Tâche 1: Dans le texte sur la décision Drake c. Équipement Trans Continental ltée, quel sort le Tribunal a-t-il réservé à la plainte en congédiement sans cause juste et suffisante ?
Tâche 2: Rédigez la suite du texte sur la décision Drake c. Équipement Trans Continental ltée, à partir de sa dernière phrase.
═══ Texte extrait
Par Me Paul-Matthieu Grondin
Dans une récente décision du Tribunal administratif du travail Drake c. Équipement Trans Continental ltée, un employé refuse de revenir au boulot en présentiel après des mois de télétravail, en raison de la COVID19. Il n’est pas clair s’il y avait entente entre l’employeur et l’employé quant à une continuation du télétravail. Refusant donc de retourner au travail, ce dernier se fait congédier immédiatement.
Le jugement nous rappelle le droit de gérance l’employeur, lui qui peut effectivement demander à tous le travail en présentiel. Ce qu’il ne peut faire par contre, c’est de passer outre la fameuse gradation des sanctions pour mettre fin à un emploi, ce qui est son Waterloo dans la présente affaire.
Ainsi, la plainte en congédiement sans cause juste et suffisante est accueillie.
Voyez ici le passage pertinent:
[24] Le plaignant affirme ne jamais avoir eu l’intention de démissionner de son emploi, mais avoir simplement souhaité que l’entente intervenue concernant le télétravail soit respectée. De plus, compte tenu de son âge et que la pandémie liée à la COVID-19 était encore très présente en mars 2021, il craignait pour sa santé de revenir au bureau en présence.
[25] Nul doute, le plaignant a été congédié. De plus, il a un dossier disciplinaire vierge et sa performance au travail n’est pas en cause.
[26] Rien ne permet toutefois de conclure qu’une entente a été prise relativement à la permanence du télétravail et un vague commentaire verbal à ce sujet ne suffit pas pour en faire la démonstration.
══════
═══ Extrait de données
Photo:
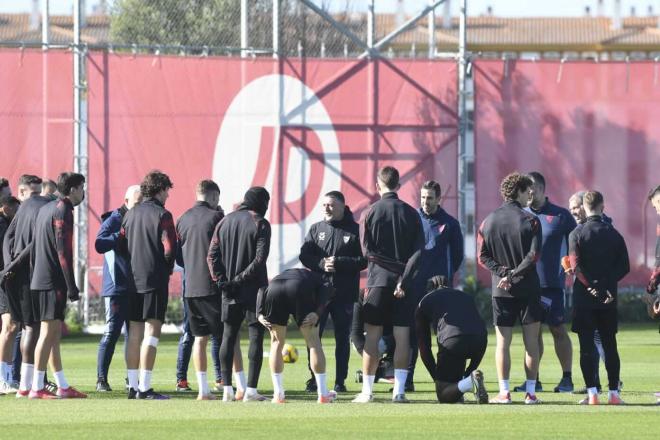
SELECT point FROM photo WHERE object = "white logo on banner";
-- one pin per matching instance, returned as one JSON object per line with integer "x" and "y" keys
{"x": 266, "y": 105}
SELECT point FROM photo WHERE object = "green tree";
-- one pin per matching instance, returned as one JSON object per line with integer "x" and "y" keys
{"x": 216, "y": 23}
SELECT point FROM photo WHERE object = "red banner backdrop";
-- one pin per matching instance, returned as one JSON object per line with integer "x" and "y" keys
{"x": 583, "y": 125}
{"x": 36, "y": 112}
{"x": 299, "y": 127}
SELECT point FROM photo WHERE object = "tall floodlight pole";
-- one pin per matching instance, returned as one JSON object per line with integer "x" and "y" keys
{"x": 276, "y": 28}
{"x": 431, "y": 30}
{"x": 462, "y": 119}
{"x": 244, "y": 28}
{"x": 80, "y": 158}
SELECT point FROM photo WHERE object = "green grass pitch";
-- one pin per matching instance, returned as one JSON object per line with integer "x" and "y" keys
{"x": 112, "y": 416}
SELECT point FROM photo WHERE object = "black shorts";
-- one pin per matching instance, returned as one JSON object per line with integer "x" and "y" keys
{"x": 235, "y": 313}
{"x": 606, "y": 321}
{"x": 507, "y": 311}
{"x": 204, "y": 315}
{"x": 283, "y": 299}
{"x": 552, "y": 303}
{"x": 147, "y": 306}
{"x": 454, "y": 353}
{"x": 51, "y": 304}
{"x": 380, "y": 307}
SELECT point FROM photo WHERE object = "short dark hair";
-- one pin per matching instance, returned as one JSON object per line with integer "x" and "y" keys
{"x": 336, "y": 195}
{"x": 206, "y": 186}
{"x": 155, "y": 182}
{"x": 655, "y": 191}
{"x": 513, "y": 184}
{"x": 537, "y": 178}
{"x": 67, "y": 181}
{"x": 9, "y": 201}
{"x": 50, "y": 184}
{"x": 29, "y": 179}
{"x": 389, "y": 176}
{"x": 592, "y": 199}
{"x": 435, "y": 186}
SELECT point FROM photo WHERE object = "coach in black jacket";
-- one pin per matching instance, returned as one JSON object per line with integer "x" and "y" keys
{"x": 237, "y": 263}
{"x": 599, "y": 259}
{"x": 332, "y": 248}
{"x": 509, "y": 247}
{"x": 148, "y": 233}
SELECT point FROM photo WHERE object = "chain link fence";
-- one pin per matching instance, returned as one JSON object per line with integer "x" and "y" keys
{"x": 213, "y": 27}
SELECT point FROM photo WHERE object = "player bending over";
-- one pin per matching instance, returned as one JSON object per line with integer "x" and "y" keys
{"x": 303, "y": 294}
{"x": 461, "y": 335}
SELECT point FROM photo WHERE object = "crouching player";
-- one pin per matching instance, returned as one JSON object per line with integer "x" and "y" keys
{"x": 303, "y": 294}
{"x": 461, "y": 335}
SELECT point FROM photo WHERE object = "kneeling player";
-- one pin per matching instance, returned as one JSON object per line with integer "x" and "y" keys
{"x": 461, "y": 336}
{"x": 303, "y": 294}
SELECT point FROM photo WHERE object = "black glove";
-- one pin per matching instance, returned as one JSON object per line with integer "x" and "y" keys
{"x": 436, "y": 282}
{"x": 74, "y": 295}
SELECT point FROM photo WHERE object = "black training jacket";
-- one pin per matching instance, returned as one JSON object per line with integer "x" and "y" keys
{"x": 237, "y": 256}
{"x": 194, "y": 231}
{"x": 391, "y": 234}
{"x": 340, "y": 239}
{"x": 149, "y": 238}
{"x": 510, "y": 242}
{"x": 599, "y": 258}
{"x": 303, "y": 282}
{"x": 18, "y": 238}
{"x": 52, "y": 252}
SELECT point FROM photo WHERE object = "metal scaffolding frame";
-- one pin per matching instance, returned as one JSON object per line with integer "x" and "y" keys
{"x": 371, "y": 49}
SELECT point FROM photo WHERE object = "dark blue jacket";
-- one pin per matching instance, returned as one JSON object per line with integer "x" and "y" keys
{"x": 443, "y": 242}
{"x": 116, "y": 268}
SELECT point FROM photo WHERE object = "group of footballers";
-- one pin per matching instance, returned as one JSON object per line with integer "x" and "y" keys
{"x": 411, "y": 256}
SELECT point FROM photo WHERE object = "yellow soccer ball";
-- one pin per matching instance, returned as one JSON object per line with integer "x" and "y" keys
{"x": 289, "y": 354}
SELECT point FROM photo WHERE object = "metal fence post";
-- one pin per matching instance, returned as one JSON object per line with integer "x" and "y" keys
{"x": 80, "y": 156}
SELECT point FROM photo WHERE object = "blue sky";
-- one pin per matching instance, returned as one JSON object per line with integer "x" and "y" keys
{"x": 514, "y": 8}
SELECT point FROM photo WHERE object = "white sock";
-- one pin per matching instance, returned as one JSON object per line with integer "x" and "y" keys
══════
═══ Extrait de données
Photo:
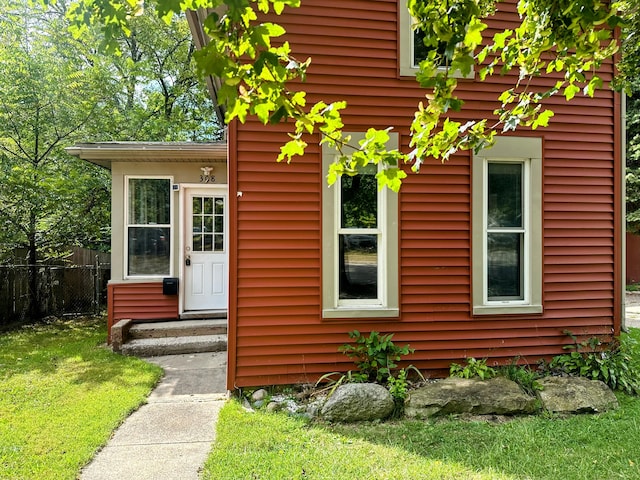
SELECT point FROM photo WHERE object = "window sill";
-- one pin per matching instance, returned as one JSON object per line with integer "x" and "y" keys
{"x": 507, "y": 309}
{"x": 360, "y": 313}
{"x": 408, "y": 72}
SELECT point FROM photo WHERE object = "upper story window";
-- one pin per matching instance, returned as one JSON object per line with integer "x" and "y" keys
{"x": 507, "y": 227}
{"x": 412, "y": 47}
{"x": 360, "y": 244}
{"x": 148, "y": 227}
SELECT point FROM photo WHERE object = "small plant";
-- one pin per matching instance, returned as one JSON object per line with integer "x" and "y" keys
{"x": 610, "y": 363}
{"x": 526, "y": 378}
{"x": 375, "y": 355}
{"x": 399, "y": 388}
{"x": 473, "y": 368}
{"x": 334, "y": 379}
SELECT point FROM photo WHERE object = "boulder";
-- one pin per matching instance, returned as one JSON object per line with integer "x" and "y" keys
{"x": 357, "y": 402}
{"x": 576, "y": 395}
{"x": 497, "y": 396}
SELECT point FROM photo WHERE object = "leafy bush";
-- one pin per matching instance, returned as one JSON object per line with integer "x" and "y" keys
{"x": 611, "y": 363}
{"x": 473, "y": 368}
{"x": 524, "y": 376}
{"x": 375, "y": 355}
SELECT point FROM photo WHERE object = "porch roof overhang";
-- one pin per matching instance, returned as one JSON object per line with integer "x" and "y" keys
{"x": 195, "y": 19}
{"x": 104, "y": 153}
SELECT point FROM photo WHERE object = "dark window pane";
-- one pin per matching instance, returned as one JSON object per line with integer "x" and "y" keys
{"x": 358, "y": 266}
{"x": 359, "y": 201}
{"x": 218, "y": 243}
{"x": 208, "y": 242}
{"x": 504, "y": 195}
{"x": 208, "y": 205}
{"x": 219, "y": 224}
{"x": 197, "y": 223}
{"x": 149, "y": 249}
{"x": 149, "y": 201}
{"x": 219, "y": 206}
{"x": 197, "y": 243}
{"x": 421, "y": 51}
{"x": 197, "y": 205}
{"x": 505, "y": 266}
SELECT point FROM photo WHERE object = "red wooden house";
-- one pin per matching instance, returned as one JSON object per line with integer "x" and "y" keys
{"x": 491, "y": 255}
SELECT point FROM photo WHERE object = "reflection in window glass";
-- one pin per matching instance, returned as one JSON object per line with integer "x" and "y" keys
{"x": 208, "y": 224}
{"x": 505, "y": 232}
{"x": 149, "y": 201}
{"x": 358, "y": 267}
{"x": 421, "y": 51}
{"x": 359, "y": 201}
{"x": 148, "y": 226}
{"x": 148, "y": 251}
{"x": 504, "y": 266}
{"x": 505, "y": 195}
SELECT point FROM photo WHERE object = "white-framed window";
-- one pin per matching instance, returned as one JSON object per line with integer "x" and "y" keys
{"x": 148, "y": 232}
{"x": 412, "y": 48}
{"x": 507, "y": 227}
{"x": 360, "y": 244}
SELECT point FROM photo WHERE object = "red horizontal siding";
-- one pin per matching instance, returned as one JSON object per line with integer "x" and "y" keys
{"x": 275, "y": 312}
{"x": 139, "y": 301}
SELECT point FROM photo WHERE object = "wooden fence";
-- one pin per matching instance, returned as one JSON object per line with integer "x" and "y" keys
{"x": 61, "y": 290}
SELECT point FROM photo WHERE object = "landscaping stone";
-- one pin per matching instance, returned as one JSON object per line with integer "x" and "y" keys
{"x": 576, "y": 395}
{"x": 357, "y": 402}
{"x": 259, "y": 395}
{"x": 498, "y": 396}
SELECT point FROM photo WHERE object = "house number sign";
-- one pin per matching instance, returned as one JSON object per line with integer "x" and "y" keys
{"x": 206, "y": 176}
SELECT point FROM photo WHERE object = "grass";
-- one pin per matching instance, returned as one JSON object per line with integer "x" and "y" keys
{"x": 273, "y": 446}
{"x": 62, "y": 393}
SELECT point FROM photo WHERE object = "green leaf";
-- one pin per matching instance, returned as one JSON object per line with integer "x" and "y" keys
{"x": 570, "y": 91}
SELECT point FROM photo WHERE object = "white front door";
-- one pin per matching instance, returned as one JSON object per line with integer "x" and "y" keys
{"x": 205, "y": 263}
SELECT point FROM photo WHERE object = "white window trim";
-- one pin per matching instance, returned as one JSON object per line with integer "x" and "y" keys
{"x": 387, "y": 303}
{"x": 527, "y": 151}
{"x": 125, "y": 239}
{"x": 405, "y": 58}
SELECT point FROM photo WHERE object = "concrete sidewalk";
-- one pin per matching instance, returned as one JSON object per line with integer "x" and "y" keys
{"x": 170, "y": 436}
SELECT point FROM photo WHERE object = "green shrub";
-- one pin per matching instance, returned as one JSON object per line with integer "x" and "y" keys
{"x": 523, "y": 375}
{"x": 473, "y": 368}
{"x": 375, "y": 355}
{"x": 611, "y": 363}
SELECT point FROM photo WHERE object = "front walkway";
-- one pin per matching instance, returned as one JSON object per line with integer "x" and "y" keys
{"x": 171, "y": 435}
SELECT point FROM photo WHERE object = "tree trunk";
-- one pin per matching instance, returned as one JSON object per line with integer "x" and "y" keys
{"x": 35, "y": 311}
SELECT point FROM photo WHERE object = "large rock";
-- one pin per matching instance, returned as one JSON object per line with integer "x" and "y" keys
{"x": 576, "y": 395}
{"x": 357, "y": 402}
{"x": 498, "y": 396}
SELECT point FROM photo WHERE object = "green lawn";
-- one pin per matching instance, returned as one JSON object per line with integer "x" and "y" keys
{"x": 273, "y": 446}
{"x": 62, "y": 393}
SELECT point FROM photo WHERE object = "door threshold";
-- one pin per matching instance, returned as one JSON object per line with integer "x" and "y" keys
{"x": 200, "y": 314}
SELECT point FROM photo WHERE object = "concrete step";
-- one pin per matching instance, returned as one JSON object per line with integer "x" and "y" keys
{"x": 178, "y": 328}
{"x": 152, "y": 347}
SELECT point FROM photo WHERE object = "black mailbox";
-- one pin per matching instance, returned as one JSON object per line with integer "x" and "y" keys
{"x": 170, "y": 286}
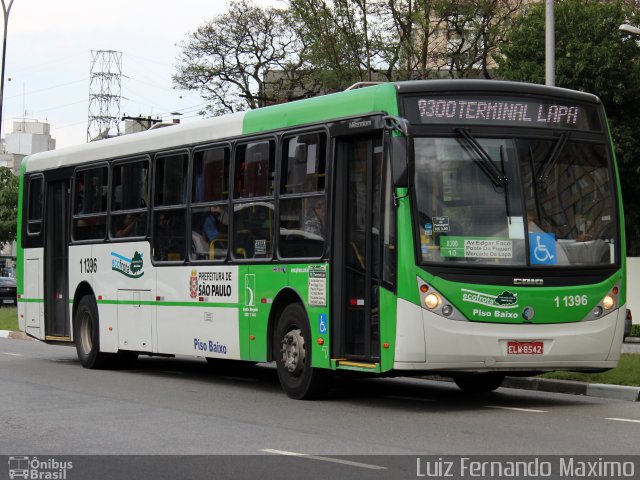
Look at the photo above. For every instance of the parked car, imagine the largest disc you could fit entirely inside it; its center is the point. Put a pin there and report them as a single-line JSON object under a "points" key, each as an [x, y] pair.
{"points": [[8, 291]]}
══════
Réponse 1: La plainte a été accueillie.

Réponse 2:
[27] De toute façon, l’employeur dispose d’un droit de gestion qui lui permet d’exiger le retour au travail de ses salariés.
[28] Le plaignant, par son refus, commet une faute, mais elle ne revêt pas la gravité requise pour justifier un congédiement immédiat. Cette insubordination unique ne peut mener à la rupture du lien de confiance immédiat et irrémédiable d’autant plus que le plaignant indique qu’il est prêt à discuter de la situation.
[29] L’employeur, plutôt que de donner suite à cette proposition, le congédie hâtivement sans appliquer une gradation des sanctions qui auraient pu permettre au plaignant de s’amender.
[30] Considérant les dix années d’ancienneté du plaignant, l’absence de mesures disciplinaires antérieures et la gravité modérée de la faute, le Tribunal ne peut conclure que celle-ci peut mener à un bris du lien de confiance. Le président a d’ailleurs témoigné avoir voulu rétablir les choses et avoir proposé au plaignant de revenir.
[31] L’employeur n’a pas démontré, de façon prépondérante, qu’il avait une cause juste et suffisante de congédier Monsieur Drake.